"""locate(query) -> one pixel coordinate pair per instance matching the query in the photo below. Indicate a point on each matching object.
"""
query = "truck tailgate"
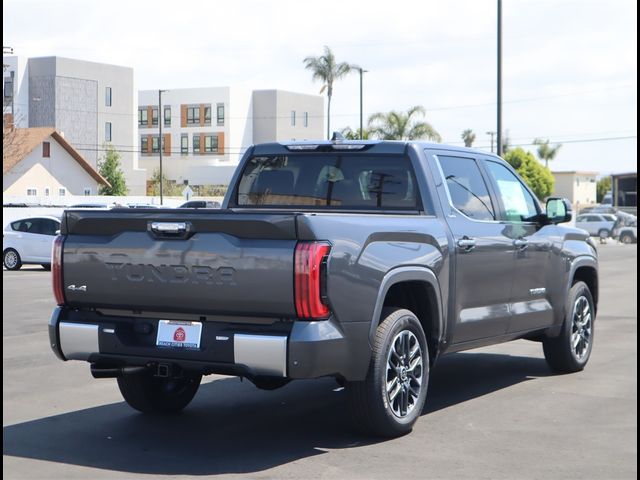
(218, 262)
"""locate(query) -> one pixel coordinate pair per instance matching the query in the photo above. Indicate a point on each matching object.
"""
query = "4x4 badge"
(80, 288)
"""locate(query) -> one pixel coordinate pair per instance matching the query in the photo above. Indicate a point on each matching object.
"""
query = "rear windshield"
(329, 181)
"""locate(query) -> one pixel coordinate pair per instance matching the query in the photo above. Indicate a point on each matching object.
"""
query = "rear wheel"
(150, 394)
(390, 400)
(570, 351)
(11, 259)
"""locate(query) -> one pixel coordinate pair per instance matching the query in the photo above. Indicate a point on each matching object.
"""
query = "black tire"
(372, 407)
(150, 394)
(560, 353)
(626, 238)
(11, 259)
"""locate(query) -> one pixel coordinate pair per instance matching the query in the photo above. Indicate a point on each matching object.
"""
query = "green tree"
(468, 137)
(538, 177)
(354, 135)
(602, 187)
(109, 168)
(545, 151)
(402, 126)
(327, 70)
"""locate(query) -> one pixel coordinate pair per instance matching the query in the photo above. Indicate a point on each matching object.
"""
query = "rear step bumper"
(297, 349)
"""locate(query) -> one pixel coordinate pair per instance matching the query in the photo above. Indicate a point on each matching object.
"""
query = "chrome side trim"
(78, 340)
(262, 354)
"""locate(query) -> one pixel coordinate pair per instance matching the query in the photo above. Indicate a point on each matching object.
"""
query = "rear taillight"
(310, 265)
(56, 270)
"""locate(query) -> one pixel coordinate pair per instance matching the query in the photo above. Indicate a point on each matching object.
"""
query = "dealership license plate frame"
(169, 336)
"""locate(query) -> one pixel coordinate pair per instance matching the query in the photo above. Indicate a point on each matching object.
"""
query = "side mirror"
(558, 210)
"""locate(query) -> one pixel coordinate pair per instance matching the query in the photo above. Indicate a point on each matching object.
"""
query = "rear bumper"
(295, 349)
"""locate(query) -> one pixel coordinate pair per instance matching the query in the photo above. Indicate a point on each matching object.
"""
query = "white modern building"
(91, 104)
(205, 131)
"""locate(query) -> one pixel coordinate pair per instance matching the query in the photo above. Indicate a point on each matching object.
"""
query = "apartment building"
(205, 131)
(91, 104)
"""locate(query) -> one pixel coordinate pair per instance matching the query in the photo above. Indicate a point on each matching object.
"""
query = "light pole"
(499, 112)
(361, 127)
(160, 138)
(491, 134)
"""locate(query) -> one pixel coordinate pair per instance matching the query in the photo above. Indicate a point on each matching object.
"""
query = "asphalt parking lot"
(494, 413)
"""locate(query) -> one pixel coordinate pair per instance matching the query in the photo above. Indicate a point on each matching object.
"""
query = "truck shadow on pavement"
(232, 427)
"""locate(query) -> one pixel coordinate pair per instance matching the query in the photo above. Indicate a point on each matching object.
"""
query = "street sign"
(187, 192)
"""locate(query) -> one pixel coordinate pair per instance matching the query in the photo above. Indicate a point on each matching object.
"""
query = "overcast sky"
(569, 66)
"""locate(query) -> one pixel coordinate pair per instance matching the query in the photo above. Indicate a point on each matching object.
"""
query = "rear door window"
(337, 181)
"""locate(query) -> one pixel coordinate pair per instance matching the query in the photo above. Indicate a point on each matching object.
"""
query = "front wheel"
(570, 351)
(390, 399)
(626, 238)
(149, 394)
(11, 259)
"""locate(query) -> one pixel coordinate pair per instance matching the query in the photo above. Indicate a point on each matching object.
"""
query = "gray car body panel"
(483, 296)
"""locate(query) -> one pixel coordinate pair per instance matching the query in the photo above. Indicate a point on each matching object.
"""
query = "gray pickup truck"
(362, 261)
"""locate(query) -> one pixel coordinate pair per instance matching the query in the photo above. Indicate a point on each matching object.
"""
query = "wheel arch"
(417, 289)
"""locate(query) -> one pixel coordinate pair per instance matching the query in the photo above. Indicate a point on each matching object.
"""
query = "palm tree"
(545, 151)
(400, 126)
(469, 137)
(325, 69)
(350, 134)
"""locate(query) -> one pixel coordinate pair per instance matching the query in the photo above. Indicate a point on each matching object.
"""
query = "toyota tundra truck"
(362, 261)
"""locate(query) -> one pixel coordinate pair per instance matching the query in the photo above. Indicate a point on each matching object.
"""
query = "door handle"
(520, 243)
(467, 244)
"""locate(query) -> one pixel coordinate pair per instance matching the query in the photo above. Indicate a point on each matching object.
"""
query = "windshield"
(340, 181)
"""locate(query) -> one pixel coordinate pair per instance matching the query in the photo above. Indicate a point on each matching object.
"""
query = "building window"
(184, 144)
(107, 131)
(211, 143)
(143, 117)
(8, 88)
(193, 115)
(220, 114)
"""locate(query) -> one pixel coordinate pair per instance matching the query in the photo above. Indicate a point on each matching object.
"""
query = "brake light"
(309, 279)
(56, 270)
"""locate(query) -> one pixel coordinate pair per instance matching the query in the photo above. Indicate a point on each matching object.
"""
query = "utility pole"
(361, 127)
(160, 138)
(492, 134)
(499, 112)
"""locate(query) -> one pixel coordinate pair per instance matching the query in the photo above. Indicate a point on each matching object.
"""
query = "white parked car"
(29, 240)
(597, 224)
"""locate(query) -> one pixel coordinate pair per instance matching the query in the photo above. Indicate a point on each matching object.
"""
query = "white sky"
(569, 66)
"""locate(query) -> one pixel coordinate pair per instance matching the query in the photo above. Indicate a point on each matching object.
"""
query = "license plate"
(175, 334)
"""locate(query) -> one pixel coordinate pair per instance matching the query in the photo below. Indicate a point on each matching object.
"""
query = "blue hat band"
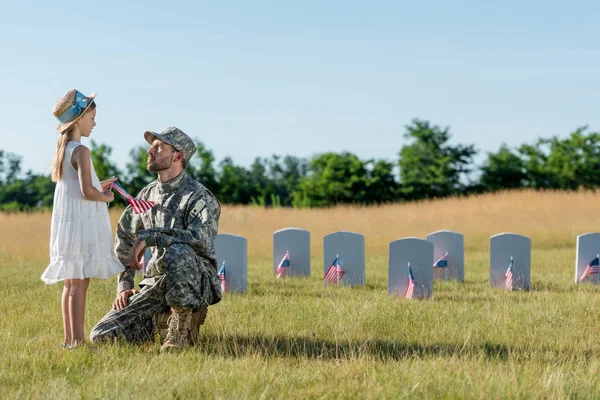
(81, 103)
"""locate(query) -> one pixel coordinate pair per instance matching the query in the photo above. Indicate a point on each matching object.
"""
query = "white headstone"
(451, 245)
(296, 242)
(588, 248)
(503, 246)
(419, 253)
(350, 247)
(233, 251)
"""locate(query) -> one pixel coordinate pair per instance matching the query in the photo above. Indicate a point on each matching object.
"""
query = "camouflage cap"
(176, 138)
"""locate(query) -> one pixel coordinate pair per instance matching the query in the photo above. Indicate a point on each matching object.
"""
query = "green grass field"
(298, 339)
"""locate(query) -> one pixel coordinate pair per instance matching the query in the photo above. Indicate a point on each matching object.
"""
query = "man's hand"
(106, 184)
(122, 299)
(135, 254)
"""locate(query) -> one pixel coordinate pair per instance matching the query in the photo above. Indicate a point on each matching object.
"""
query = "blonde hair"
(59, 156)
(61, 145)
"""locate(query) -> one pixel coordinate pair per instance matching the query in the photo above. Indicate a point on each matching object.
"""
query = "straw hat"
(71, 106)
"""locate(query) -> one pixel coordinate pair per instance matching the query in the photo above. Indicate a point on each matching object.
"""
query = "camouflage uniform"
(181, 229)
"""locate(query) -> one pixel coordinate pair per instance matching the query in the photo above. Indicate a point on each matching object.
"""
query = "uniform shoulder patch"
(197, 210)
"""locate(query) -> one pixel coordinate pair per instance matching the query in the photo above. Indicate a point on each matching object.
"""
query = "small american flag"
(222, 278)
(591, 268)
(442, 262)
(138, 205)
(410, 289)
(335, 272)
(508, 275)
(283, 265)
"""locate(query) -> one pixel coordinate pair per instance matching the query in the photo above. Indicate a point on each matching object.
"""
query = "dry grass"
(298, 339)
(551, 219)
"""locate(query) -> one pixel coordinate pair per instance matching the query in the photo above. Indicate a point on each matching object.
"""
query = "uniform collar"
(172, 184)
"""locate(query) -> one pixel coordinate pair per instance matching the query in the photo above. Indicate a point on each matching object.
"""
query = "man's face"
(160, 156)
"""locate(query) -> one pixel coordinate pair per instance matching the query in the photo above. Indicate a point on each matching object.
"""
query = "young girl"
(81, 235)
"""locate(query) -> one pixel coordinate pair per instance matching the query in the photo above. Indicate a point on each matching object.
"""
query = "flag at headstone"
(508, 275)
(335, 272)
(410, 289)
(283, 265)
(222, 278)
(592, 268)
(138, 205)
(442, 262)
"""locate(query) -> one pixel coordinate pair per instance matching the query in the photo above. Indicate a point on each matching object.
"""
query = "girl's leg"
(77, 309)
(66, 313)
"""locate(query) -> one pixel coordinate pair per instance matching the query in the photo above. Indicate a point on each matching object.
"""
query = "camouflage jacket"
(185, 212)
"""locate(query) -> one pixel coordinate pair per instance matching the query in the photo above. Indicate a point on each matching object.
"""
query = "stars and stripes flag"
(335, 272)
(442, 262)
(222, 278)
(592, 268)
(410, 289)
(138, 205)
(508, 275)
(283, 265)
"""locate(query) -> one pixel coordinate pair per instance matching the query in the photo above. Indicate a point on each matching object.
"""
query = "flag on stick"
(508, 275)
(335, 272)
(410, 289)
(283, 265)
(138, 205)
(222, 278)
(442, 262)
(591, 268)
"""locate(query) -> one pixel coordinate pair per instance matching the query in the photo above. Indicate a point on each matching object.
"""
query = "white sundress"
(81, 243)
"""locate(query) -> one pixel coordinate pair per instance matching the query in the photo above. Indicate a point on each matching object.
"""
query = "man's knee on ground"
(177, 252)
(99, 335)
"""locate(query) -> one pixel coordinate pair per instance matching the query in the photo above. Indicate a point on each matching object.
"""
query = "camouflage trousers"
(187, 283)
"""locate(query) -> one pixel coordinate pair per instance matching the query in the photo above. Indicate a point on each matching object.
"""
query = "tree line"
(427, 167)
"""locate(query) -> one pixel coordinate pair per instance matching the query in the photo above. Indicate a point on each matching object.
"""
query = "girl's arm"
(81, 162)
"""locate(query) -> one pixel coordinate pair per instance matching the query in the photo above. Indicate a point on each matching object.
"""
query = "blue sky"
(251, 79)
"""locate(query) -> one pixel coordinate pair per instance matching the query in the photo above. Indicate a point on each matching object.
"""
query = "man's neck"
(169, 174)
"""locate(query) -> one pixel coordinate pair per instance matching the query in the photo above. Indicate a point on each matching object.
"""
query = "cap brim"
(151, 136)
(62, 127)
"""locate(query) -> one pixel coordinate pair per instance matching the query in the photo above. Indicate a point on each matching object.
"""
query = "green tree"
(234, 183)
(104, 167)
(382, 186)
(429, 166)
(333, 179)
(502, 170)
(138, 175)
(202, 167)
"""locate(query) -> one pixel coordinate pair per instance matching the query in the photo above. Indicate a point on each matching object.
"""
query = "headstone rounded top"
(345, 232)
(444, 231)
(509, 233)
(588, 234)
(290, 229)
(232, 235)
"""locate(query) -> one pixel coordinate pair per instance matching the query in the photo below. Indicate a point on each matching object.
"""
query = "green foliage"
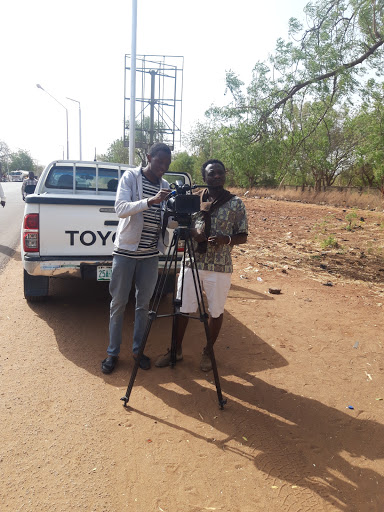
(329, 242)
(294, 121)
(21, 160)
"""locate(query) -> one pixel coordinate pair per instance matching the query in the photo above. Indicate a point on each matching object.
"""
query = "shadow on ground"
(288, 437)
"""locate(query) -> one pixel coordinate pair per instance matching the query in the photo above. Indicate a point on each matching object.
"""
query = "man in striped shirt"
(138, 242)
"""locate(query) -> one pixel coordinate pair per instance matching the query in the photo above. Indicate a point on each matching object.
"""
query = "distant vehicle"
(18, 175)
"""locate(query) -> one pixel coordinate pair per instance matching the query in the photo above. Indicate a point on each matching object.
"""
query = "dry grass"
(348, 199)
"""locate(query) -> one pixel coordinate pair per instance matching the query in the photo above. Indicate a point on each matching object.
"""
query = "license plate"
(104, 273)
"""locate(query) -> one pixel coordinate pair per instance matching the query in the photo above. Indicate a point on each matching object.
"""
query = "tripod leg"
(222, 401)
(152, 314)
(204, 318)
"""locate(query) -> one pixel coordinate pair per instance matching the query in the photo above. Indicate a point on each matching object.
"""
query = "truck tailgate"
(77, 229)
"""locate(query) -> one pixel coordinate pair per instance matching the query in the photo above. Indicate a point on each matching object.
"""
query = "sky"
(76, 49)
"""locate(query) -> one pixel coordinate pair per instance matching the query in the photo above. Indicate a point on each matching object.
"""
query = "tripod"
(182, 232)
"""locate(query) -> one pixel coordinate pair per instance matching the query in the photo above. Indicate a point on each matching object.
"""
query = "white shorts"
(216, 286)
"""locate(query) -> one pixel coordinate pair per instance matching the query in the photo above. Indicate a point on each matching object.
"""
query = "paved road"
(10, 221)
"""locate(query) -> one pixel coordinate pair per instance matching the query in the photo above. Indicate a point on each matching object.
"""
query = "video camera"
(181, 204)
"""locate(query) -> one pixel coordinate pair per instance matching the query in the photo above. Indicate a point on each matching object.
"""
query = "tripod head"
(182, 203)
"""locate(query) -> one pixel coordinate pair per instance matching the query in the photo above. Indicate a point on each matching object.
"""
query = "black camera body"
(181, 204)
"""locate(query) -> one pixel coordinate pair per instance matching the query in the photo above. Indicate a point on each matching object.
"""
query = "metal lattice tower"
(159, 88)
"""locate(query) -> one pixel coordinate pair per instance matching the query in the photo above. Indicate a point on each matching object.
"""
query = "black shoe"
(145, 362)
(109, 363)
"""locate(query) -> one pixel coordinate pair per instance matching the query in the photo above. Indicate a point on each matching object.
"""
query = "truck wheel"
(35, 287)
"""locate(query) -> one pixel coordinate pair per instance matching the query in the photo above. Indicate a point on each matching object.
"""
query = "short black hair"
(208, 162)
(157, 147)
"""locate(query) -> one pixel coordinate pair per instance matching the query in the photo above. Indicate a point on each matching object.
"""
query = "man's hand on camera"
(218, 240)
(159, 197)
(198, 235)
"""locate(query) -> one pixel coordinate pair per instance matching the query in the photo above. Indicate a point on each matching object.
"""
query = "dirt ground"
(302, 370)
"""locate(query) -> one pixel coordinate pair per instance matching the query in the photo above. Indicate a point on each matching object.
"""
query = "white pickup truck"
(70, 223)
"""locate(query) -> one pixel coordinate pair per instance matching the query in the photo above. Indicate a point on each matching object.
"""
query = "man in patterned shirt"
(136, 249)
(220, 224)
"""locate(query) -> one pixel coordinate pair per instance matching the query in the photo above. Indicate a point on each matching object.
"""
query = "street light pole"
(66, 113)
(79, 124)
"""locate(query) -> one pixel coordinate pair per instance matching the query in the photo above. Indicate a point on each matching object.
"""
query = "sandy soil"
(303, 429)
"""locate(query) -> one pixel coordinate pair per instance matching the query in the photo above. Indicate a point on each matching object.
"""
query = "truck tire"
(35, 287)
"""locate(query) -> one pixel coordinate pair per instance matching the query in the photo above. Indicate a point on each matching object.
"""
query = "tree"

━━━━━━━━━━━━━━━━━━━━

### Given instruction
Copy out every line of the entries above that contains the word "body".

### Response to the task
query = "gray car body panel"
query = "black camera body"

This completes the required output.